__What to do__: Write out each line exactly, starting with the one containing "Label each instance of the white plastered" and stopping after the last line of the listing below.

__Input for this task__:
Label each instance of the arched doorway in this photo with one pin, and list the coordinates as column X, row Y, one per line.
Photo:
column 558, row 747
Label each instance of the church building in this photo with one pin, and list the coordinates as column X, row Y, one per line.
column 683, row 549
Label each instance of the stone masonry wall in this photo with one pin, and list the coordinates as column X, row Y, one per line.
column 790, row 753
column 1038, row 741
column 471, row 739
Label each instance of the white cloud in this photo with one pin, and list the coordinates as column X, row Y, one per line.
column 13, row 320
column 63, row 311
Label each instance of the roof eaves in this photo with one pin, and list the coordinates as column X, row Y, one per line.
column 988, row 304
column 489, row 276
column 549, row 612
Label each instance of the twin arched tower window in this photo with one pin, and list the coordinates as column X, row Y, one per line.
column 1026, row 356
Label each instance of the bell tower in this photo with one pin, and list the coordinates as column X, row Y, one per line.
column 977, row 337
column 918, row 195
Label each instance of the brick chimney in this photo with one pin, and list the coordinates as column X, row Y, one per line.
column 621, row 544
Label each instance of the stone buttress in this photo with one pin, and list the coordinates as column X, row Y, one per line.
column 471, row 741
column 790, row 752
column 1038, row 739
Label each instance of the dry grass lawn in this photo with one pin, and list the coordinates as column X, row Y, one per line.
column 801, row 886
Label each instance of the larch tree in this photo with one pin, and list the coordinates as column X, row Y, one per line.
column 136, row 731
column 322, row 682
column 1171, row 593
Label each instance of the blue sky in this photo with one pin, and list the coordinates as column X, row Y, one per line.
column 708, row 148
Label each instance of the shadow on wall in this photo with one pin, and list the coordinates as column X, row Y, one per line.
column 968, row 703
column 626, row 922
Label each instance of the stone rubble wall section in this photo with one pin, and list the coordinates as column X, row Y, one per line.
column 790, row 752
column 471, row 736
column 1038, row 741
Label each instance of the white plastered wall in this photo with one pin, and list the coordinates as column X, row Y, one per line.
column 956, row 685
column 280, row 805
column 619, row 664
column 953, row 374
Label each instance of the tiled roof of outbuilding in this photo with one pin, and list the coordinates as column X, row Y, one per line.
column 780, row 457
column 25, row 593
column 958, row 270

__Response area__:
Label each instance of the white plastered wall in this photo with one pin, and list the coordinates as column X, row Y, one per line.
column 956, row 685
column 280, row 805
column 619, row 664
column 953, row 374
Label each instance of the tiled roof of outbuilding in this photo with one pin, and list the coordinates as column X, row Y, one per line.
column 780, row 457
column 25, row 593
column 958, row 270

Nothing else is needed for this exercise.